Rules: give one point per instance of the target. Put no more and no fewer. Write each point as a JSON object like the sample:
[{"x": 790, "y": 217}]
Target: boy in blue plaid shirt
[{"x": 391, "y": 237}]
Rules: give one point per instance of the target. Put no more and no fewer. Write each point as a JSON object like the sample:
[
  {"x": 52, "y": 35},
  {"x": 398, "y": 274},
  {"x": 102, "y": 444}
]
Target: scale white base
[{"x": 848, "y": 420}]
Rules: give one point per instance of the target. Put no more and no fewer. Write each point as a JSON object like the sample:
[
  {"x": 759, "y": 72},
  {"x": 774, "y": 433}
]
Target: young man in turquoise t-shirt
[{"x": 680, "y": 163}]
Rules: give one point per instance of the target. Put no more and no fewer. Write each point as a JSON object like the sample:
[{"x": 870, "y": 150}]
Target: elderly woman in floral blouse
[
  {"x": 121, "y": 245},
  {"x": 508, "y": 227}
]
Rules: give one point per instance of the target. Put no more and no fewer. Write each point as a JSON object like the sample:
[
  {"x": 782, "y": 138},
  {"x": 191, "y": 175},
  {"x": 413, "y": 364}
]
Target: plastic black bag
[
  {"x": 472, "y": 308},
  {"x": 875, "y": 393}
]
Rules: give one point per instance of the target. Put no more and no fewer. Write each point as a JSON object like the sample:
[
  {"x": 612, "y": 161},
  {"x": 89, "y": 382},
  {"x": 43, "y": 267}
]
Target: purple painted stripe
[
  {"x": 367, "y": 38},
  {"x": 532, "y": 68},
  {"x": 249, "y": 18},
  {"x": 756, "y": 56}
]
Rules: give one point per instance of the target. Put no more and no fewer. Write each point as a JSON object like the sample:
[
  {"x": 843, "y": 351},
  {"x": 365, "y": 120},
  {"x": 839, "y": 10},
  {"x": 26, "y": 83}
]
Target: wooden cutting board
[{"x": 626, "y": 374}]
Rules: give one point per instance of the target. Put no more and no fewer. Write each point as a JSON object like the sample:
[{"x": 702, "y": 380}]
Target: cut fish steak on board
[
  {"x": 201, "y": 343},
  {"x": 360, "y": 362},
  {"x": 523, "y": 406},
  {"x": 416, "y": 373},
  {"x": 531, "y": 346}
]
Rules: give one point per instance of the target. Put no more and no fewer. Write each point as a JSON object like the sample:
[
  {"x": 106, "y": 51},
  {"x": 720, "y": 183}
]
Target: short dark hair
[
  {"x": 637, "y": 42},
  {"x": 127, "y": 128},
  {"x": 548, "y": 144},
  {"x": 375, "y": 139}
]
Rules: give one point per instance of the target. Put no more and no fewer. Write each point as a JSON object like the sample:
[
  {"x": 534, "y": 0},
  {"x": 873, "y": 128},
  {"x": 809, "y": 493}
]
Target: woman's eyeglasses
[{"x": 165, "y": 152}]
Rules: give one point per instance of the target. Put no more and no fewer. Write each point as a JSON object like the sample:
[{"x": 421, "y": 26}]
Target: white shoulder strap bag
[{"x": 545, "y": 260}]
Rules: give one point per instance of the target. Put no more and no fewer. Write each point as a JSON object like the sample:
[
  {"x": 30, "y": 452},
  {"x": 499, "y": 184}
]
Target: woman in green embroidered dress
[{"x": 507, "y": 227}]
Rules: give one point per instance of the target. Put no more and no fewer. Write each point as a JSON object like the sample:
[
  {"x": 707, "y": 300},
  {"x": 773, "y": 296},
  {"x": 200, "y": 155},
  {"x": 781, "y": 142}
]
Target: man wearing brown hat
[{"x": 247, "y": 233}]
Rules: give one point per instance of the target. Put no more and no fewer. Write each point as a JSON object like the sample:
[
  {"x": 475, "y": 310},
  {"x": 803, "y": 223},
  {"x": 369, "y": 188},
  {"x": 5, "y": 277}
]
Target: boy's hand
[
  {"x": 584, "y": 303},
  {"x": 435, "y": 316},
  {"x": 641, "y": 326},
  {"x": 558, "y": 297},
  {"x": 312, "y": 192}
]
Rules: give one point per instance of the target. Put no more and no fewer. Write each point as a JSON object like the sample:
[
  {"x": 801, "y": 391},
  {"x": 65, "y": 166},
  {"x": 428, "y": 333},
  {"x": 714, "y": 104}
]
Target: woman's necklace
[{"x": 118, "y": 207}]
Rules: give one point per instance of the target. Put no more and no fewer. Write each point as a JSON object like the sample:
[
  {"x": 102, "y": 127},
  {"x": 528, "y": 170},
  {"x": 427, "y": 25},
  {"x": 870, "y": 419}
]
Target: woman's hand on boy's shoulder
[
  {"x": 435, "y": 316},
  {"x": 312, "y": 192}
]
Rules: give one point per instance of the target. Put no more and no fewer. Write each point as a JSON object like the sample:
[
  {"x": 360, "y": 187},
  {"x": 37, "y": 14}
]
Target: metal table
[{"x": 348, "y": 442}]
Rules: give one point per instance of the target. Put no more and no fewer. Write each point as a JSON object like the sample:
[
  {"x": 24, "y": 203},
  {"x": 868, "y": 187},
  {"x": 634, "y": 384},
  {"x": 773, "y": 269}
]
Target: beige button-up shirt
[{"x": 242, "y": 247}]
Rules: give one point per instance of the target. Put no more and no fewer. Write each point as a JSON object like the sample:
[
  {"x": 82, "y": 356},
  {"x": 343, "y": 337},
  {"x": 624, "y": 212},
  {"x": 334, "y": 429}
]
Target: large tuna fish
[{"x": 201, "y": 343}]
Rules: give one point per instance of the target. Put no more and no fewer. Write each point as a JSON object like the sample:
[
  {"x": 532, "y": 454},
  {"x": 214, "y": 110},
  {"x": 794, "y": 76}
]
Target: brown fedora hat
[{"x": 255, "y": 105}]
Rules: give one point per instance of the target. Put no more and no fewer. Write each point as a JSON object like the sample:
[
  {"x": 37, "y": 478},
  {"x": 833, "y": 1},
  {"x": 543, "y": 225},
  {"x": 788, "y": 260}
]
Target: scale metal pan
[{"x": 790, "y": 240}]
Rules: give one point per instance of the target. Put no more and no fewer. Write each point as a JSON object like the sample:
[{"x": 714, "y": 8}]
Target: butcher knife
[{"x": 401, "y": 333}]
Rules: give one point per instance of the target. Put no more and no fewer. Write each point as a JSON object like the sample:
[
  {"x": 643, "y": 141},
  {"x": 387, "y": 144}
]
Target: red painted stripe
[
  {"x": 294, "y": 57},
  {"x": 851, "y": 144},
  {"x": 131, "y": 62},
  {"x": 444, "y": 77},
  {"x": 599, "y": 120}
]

===

ASSIGNMENT: Could every entry above be printed again, word for word?

EXERCISE RESULT:
Rules: give one point per instance of the target. Put no more and no fewer. Write each point as a JSON object like the sample:
[{"x": 790, "y": 217}]
Target: boy in blue plaid shirt
[{"x": 391, "y": 237}]
Rules: give one point per instance of the target. Put no more and no fewer. Write each point as a JSON object like the sample:
[
  {"x": 52, "y": 35},
  {"x": 398, "y": 274},
  {"x": 102, "y": 444}
]
Target: scale white base
[{"x": 848, "y": 420}]
Rules: give one point per instance of the target. Put no more and no fewer. Write each point as a JSON object like the sample:
[
  {"x": 759, "y": 72},
  {"x": 774, "y": 433}
]
Target: young man in turquoise t-shirt
[{"x": 680, "y": 163}]
Rules: give one point per instance of the target. Put no more and no fewer. Write each point as a JSON object like the sample:
[{"x": 870, "y": 150}]
Target: elderly woman in floral blouse
[
  {"x": 121, "y": 245},
  {"x": 508, "y": 227}
]
Rules: give one point per instance of the target. Put no more and no fewer. Write each point as a JSON object like the sample:
[
  {"x": 782, "y": 138},
  {"x": 191, "y": 175},
  {"x": 413, "y": 364}
]
Target: plastic black bag
[
  {"x": 472, "y": 308},
  {"x": 875, "y": 393}
]
Rules: give one point per instance of the target. Put no more and no fewer. Write each point as a JSON object like the sample:
[
  {"x": 612, "y": 161},
  {"x": 89, "y": 382},
  {"x": 43, "y": 267}
]
Target: purple painted stripe
[
  {"x": 367, "y": 38},
  {"x": 532, "y": 68},
  {"x": 249, "y": 18},
  {"x": 756, "y": 56}
]
Rules: give one point per instance of the target. Put no more and no fewer. Write each point as a JSON object like the sample:
[
  {"x": 843, "y": 351},
  {"x": 365, "y": 120},
  {"x": 839, "y": 10},
  {"x": 26, "y": 83}
]
Target: wooden cutting board
[{"x": 626, "y": 374}]
Rules: give one point per instance of the target. Put no more and no fewer. Write each point as a JSON object like the sample:
[{"x": 702, "y": 380}]
Target: cut fish steak on board
[
  {"x": 201, "y": 343},
  {"x": 360, "y": 362},
  {"x": 523, "y": 406},
  {"x": 416, "y": 373},
  {"x": 531, "y": 346}
]
Rules: give one point per instance of the target. Put no more and no fewer. Write each point as a JSON object like the sample:
[
  {"x": 106, "y": 51},
  {"x": 720, "y": 183}
]
Target: short dark hair
[
  {"x": 637, "y": 42},
  {"x": 127, "y": 128},
  {"x": 548, "y": 144},
  {"x": 375, "y": 139}
]
Rules: give one point per instance of the target. Put no more and no fewer. Write each point as a JSON object like the sample:
[
  {"x": 534, "y": 0},
  {"x": 873, "y": 128},
  {"x": 809, "y": 493}
]
Target: woman's eyeglasses
[{"x": 165, "y": 152}]
Rules: give one point per instance of the target. Put no more and no fewer. Write each point as a JSON object like the sample:
[{"x": 421, "y": 26}]
Target: white shoulder strap bag
[{"x": 545, "y": 260}]
Rules: give one point per instance of the target. Put no more and no fewer. Write each point as a JSON object like the sample:
[
  {"x": 30, "y": 452},
  {"x": 499, "y": 184}
]
Target: woman in green embroidered dress
[{"x": 507, "y": 227}]
Rules: give one point per instance of the target. Put no more and no fewer. Write each point as a JSON object like the sample:
[
  {"x": 707, "y": 300},
  {"x": 773, "y": 296},
  {"x": 200, "y": 155},
  {"x": 781, "y": 142}
]
Target: man wearing brown hat
[{"x": 247, "y": 233}]
Rules: give one point per instance of the target. Put no more and no fewer. Write each point as a JSON object like the sample:
[
  {"x": 475, "y": 310},
  {"x": 803, "y": 223},
  {"x": 369, "y": 188},
  {"x": 5, "y": 277}
]
Target: boy's hand
[
  {"x": 584, "y": 303},
  {"x": 435, "y": 316},
  {"x": 641, "y": 326},
  {"x": 558, "y": 297},
  {"x": 312, "y": 192}
]
Rules: give one point per instance of the target. Put no more and no fewer. Write each point as a JSON object like the sample:
[
  {"x": 801, "y": 391},
  {"x": 65, "y": 166},
  {"x": 428, "y": 333},
  {"x": 714, "y": 104}
]
Target: woman's necklace
[{"x": 118, "y": 207}]
Rules: give one point per instance of the target. Put no more and no fewer. Write each point as a JSON object like the sample:
[
  {"x": 102, "y": 127},
  {"x": 528, "y": 170},
  {"x": 427, "y": 25},
  {"x": 870, "y": 419}
]
Target: woman's hand on boy's shoulder
[
  {"x": 435, "y": 316},
  {"x": 312, "y": 192}
]
Rules: give one point per instance of the target. Put no more and no fewer. Write each point as a JSON object like the sample:
[
  {"x": 360, "y": 187},
  {"x": 37, "y": 14}
]
Target: metal table
[{"x": 348, "y": 442}]
Rules: give one point per instance of the target. Put no more and no fewer. Write each point as a JSON object like the sample:
[
  {"x": 24, "y": 203},
  {"x": 868, "y": 187},
  {"x": 634, "y": 384},
  {"x": 773, "y": 269}
]
Target: beige button-up shirt
[{"x": 242, "y": 247}]
Rules: give one point per instance of the target. Put no more and no fewer. Write each point as a JSON object like the sample:
[
  {"x": 82, "y": 356},
  {"x": 343, "y": 337},
  {"x": 624, "y": 212},
  {"x": 334, "y": 429}
]
Target: large tuna fish
[{"x": 201, "y": 343}]
Rules: give one point per instance of the target. Put no more and no fewer. Write each point as a JSON object like the sample:
[
  {"x": 532, "y": 454},
  {"x": 214, "y": 110},
  {"x": 794, "y": 76}
]
Target: brown fedora hat
[{"x": 255, "y": 105}]
Rules: give one point per instance of the target. Put no more and no fewer. Write each point as a JSON object like the sample:
[
  {"x": 37, "y": 478},
  {"x": 833, "y": 1},
  {"x": 543, "y": 225},
  {"x": 788, "y": 260}
]
Target: scale metal pan
[{"x": 790, "y": 240}]
Rules: give one point per instance of the target. Put no more and no fewer. Write each point as a JSON object like the sample:
[{"x": 714, "y": 8}]
Target: butcher knife
[{"x": 401, "y": 333}]
Rules: give one point per instance of the target. Put no more and no fewer. Write each point as a JSON object like the sample:
[
  {"x": 643, "y": 141},
  {"x": 387, "y": 144}
]
Target: red painted stripe
[
  {"x": 294, "y": 57},
  {"x": 851, "y": 144},
  {"x": 131, "y": 62},
  {"x": 444, "y": 77},
  {"x": 599, "y": 120}
]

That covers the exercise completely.